***** TEXT PROVIDED *****

In-House 3D-Printed Replacement Parts

Airport maintenance teams using 3D-printing equipment can print replacement parts on demand for simple products. This can reduce the order time and shipping costs associated with replacement parts while also reducing the need to keep large stocks of products on hand. 3D printer–compatible design files can be stored and accessed to print parts as the need arises. Vehicle parts, millwork, and other commonly damaged or consumed items are great candidates for 3D printing.


3D-Printed Construction

Construction is a routine part of most airport operations. The use of 3D printing in the construction process can drastically cut down on construction times, cost, and downtime of airport facilities. The construction process will need to be altered to accommodate an approach that best uses the benefits of 3D-printing equipment.

Industry Status

Exploring 3D-printing technology deployments in both aviation and non-aviation industries can provide airport operators with a better understanding of the technology as a whole. This article outlines the current state of 3D-printing technology from both perspectives.

*****

WHAT TO WORK ON: In the text on 3D printing at airports, which items are named as great candidates for 3D printing?

***** INFORMATION GIVEN *****

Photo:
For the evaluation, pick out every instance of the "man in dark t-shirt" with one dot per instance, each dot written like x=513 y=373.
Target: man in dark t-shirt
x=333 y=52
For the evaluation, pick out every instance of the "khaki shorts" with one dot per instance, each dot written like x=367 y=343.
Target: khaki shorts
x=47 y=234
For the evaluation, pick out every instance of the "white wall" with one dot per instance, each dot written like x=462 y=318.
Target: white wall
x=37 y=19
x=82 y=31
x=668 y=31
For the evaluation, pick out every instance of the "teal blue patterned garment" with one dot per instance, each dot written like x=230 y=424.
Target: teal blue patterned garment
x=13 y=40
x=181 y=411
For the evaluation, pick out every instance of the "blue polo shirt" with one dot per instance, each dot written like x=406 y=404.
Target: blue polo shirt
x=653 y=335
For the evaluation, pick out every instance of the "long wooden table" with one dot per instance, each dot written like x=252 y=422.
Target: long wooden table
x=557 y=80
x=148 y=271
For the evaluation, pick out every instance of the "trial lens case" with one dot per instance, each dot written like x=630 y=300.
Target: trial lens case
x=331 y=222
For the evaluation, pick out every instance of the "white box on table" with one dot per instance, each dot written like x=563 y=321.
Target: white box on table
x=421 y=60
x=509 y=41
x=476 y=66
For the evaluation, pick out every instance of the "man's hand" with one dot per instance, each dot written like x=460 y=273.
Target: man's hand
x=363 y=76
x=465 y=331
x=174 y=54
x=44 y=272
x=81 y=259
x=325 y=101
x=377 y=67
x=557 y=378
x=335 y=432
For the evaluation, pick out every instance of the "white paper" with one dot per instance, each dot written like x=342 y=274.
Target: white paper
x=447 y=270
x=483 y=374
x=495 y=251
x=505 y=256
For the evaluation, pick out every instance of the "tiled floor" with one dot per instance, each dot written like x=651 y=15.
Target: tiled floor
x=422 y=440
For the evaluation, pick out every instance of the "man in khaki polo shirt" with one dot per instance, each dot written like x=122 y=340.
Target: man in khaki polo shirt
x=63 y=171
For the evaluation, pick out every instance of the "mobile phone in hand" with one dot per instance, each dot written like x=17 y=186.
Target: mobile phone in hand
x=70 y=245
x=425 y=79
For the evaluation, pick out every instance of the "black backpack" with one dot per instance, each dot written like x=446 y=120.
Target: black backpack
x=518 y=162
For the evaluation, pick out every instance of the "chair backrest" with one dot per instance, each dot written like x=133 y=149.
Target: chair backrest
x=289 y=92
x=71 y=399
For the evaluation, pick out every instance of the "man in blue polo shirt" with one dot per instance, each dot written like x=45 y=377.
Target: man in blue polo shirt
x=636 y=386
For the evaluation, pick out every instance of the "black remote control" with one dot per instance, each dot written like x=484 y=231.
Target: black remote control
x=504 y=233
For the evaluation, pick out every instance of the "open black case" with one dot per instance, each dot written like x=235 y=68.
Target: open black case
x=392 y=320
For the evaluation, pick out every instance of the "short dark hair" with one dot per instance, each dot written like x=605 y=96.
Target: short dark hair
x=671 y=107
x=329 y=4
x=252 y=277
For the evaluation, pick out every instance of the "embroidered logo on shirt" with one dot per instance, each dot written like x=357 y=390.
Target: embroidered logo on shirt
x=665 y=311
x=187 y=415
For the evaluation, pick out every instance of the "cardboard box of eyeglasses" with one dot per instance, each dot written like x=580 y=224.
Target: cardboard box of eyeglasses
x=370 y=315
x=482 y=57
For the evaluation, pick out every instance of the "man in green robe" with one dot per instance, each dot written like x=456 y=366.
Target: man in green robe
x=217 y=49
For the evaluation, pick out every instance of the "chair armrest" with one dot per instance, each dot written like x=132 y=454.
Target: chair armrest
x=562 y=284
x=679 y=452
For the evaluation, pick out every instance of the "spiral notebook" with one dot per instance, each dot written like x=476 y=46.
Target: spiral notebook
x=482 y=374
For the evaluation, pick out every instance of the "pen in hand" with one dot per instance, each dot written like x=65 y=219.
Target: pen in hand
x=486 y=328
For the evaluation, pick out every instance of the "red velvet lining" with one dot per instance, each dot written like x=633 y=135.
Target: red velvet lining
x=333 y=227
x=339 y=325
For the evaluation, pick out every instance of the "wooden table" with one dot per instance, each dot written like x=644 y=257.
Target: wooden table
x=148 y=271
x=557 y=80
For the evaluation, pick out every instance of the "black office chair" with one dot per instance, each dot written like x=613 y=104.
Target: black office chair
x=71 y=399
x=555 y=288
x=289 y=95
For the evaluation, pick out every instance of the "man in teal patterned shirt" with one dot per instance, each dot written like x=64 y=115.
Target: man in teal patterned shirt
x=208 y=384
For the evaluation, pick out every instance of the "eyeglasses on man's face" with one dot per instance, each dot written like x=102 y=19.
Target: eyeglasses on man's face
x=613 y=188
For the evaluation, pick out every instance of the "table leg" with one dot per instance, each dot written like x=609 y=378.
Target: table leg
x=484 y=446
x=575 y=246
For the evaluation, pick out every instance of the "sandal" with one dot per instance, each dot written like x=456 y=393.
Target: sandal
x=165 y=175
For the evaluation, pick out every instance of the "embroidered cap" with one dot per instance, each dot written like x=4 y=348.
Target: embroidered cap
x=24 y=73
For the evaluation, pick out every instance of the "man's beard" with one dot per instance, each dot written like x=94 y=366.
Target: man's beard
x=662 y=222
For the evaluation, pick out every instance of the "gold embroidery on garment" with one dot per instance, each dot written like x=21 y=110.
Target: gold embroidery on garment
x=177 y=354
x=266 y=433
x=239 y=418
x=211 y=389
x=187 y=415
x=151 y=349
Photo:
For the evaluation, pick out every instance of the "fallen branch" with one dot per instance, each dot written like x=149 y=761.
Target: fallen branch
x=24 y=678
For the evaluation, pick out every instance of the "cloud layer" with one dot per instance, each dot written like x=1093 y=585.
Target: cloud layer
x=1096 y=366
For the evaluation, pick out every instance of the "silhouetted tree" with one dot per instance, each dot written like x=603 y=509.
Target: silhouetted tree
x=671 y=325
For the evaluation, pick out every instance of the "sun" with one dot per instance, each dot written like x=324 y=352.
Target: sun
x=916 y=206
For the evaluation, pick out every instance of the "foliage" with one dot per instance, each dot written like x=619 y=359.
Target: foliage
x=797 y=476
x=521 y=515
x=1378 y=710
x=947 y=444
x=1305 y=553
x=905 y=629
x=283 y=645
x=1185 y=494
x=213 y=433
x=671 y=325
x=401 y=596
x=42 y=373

*****

SOLUTION: Vehicle parts, millwork, and other commonly damaged or consumed items.